──────── Dati forniti ────────

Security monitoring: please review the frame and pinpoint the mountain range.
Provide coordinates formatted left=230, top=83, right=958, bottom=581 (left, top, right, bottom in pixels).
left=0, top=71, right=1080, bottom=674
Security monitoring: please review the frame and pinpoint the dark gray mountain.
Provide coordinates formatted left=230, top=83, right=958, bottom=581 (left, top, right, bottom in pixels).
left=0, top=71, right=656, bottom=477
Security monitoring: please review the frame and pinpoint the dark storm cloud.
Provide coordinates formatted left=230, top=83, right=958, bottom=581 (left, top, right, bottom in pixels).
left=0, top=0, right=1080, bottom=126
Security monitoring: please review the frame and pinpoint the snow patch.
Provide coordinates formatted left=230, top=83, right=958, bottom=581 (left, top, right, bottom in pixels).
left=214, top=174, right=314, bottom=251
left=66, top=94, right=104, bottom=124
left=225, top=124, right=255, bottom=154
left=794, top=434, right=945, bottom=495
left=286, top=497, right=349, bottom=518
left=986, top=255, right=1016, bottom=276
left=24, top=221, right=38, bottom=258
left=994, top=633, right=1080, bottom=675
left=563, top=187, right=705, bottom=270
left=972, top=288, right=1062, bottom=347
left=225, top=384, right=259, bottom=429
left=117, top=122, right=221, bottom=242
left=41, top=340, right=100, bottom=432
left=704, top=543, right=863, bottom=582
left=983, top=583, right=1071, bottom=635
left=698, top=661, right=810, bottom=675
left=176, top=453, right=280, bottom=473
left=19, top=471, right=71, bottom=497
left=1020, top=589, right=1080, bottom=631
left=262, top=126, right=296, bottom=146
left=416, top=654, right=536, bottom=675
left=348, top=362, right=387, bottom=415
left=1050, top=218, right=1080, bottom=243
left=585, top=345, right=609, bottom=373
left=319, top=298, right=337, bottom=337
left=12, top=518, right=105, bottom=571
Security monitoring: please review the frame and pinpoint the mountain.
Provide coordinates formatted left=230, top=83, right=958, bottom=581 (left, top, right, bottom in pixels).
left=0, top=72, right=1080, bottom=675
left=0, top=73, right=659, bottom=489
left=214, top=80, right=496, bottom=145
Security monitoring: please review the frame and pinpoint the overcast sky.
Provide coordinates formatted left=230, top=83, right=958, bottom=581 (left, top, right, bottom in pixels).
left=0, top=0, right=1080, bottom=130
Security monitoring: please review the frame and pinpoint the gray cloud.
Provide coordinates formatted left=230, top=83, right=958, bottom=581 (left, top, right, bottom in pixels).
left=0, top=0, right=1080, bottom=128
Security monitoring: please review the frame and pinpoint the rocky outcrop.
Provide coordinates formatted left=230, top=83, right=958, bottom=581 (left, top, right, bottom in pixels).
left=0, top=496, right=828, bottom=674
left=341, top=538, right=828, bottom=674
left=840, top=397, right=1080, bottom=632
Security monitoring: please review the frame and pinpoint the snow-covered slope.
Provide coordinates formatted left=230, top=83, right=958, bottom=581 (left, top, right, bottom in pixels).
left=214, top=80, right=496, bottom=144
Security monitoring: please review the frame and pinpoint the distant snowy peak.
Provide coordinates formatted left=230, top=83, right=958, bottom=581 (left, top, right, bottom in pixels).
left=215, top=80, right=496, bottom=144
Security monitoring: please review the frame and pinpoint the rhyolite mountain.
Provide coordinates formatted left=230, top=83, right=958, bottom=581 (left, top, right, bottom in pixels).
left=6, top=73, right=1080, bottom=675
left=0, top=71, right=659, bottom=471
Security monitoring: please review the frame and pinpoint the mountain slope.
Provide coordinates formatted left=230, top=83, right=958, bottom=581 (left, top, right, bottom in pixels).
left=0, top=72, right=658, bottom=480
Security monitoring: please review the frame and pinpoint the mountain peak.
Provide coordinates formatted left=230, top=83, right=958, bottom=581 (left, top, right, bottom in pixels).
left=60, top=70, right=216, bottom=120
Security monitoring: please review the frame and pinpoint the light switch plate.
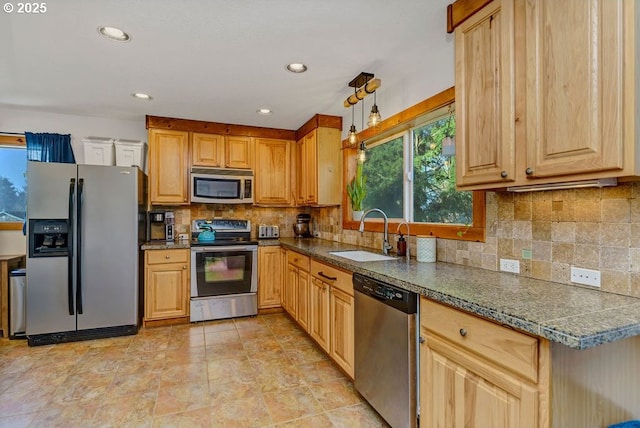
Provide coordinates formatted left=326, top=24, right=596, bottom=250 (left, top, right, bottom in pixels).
left=571, top=266, right=600, bottom=287
left=500, top=259, right=520, bottom=273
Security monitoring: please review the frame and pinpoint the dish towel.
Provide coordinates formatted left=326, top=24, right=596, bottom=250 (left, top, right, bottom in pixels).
left=609, top=421, right=640, bottom=428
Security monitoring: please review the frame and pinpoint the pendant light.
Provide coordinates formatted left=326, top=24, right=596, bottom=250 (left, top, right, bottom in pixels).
left=347, top=102, right=358, bottom=147
left=367, top=92, right=382, bottom=128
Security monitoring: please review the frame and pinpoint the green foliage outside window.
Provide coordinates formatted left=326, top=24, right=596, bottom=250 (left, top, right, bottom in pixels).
left=364, top=108, right=473, bottom=224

────────

> **La richiesta**: Trasforma in un elenco numerato le righe di tutti i record riportati sopra, omettendo le righe vuote. Lascia fuori dalla risposta le immagini.

> **Risposta attesa**:
1. Security monitoring: please review the frame and pinpoint the mountain range.
2. Provide coordinates formatted left=230, top=83, right=958, bottom=581 (left, top, right, bottom in pixels).
3. left=0, top=71, right=1080, bottom=674
4. Security monitoring: please review the frame and pinpoint the dark gray mountain.
5. Provide coordinates formatted left=230, top=83, right=958, bottom=581 (left, top, right, bottom in pixels).
6. left=0, top=71, right=656, bottom=477
7. Security monitoring: please review the frame and pinpoint the dark storm cloud.
8. Provide coordinates formatted left=230, top=83, right=958, bottom=581 (left, top, right, bottom in pixels).
9. left=0, top=0, right=1080, bottom=126
10. Security monitoring: please review the frame and pinpoint the snow patch.
11. Provide coordinates formatted left=230, top=83, right=958, bottom=581 (left, top, right, bottom in pixels).
12. left=214, top=174, right=314, bottom=251
13. left=66, top=94, right=104, bottom=124
14. left=225, top=124, right=255, bottom=154
15. left=794, top=434, right=945, bottom=495
16. left=286, top=497, right=349, bottom=518
17. left=986, top=255, right=1016, bottom=276
18. left=24, top=221, right=38, bottom=258
19. left=994, top=633, right=1080, bottom=675
20. left=563, top=187, right=705, bottom=270
21. left=972, top=288, right=1062, bottom=347
22. left=225, top=384, right=259, bottom=429
23. left=117, top=122, right=221, bottom=242
24. left=41, top=340, right=100, bottom=432
25. left=704, top=543, right=863, bottom=582
26. left=983, top=583, right=1071, bottom=635
27. left=698, top=661, right=810, bottom=675
28. left=176, top=453, right=280, bottom=473
29. left=19, top=471, right=71, bottom=497
30. left=1020, top=589, right=1080, bottom=631
31. left=262, top=126, right=296, bottom=146
32. left=416, top=654, right=536, bottom=675
33. left=348, top=362, right=387, bottom=415
34. left=1050, top=218, right=1080, bottom=243
35. left=585, top=345, right=609, bottom=373
36. left=319, top=298, right=337, bottom=337
37. left=12, top=518, right=105, bottom=571
38. Security monitoring: please review the frame and pinpoint the mountain.
39. Provide coordinates formatted left=230, top=83, right=958, bottom=581 (left, top, right, bottom in pixels).
40. left=0, top=72, right=1080, bottom=675
41. left=0, top=73, right=659, bottom=489
42. left=214, top=80, right=496, bottom=145
43. Security monitoring: please review the frame and pinpoint the overcast sky.
44. Provide coordinates formatted left=230, top=83, right=958, bottom=581 (left, top, right, bottom in pixels).
45. left=0, top=0, right=1080, bottom=130
46. Security monitoring: please review the frame and pinpoint the gray cloud.
47. Provide coordinates formatted left=230, top=83, right=958, bottom=581 (left, top, right, bottom in pixels).
48. left=0, top=0, right=1080, bottom=128
49. Security monitoring: please review the frame and pinpoint the rocky outcrop.
50. Provide coordinates formatted left=230, top=83, right=958, bottom=581 (left, top, right, bottom in pixels).
51. left=0, top=496, right=828, bottom=674
52. left=341, top=538, right=828, bottom=674
53. left=840, top=397, right=1080, bottom=632
54. Security monitoring: please review the frame and pinpoint the snow-covered slope.
55. Provide coordinates formatted left=230, top=83, right=958, bottom=581 (left, top, right, bottom in pixels).
56. left=214, top=80, right=496, bottom=144
57. Security monitoring: please review the frame and pinpoint the distant snowy peak.
58. Provide coordinates formatted left=230, top=83, right=958, bottom=581 (left, top, right, bottom in pixels).
59. left=215, top=80, right=496, bottom=144
60. Security monitoring: please review the frame and pinpoint the rhyolite mountain.
61. Provide coordinates formatted left=230, top=83, right=958, bottom=581 (left, top, right, bottom in pixels).
62. left=6, top=73, right=1080, bottom=675
63. left=0, top=71, right=659, bottom=471
64. Security monitoring: please review the frame and pinpoint the mountain slope.
65. Provide coordinates formatted left=230, top=83, right=958, bottom=581 (left, top, right, bottom in pixels).
66. left=0, top=72, right=658, bottom=480
67. Security monitoring: please review the frame and pinpoint the mountain peak.
68. Provide coordinates formatted left=230, top=83, right=958, bottom=581 (left, top, right, bottom in pixels).
69. left=60, top=70, right=216, bottom=120
70. Security monitoring: please review the frame and pinpoint the light switch plate.
71. Provide coordinates formatted left=326, top=24, right=596, bottom=250 (left, top, right, bottom in pixels).
72. left=571, top=266, right=600, bottom=287
73. left=500, top=259, right=520, bottom=273
74. Security monitoring: please review the frame and pinpoint the dish towel.
75. Provide coordinates formatted left=326, top=24, right=596, bottom=250 (left, top, right, bottom in pixels).
76. left=609, top=421, right=640, bottom=428
77. Security monitoring: please review the frame and pinpoint the pendant light.
78. Provide coordinates formatted left=326, top=24, right=596, bottom=250 (left, top, right, bottom in pixels).
79. left=347, top=102, right=358, bottom=147
80. left=367, top=92, right=382, bottom=128
81. Security monitoring: please review the frame and pinpoint the green foliage outside window.
82. Provide coordinates formatted left=326, top=24, right=596, bottom=250 (left, top, right, bottom in pixels).
83. left=364, top=108, right=473, bottom=224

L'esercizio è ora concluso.